Exercise details: Extract each line below that contains the string "rushing".

Data listing
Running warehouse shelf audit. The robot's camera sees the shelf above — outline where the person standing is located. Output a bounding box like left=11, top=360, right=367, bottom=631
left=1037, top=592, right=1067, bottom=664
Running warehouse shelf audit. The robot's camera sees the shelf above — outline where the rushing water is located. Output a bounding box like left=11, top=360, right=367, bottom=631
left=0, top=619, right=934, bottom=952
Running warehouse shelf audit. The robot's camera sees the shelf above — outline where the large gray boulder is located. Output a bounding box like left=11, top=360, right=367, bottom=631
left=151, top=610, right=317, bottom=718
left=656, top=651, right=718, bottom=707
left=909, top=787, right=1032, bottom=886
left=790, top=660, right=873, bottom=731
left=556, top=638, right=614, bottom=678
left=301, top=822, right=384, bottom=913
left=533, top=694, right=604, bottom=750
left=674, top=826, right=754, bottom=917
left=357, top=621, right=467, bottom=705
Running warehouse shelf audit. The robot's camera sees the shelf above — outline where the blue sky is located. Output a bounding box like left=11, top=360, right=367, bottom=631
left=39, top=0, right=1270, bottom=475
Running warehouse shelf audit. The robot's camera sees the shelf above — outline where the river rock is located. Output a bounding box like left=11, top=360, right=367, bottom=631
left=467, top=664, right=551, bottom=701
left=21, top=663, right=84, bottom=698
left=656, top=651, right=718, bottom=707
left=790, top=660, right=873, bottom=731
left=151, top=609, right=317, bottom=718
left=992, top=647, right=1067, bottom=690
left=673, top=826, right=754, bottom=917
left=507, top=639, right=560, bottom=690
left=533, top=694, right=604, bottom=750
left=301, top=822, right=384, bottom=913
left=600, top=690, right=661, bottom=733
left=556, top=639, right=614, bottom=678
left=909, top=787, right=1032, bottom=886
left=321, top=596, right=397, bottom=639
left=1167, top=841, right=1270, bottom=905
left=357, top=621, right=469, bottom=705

Exercise result:
Running warehouse shelf audit. The robot's camera sees the shelf above — outline where the rushing water is located. Output a bounding box like left=11, top=360, right=367, bottom=631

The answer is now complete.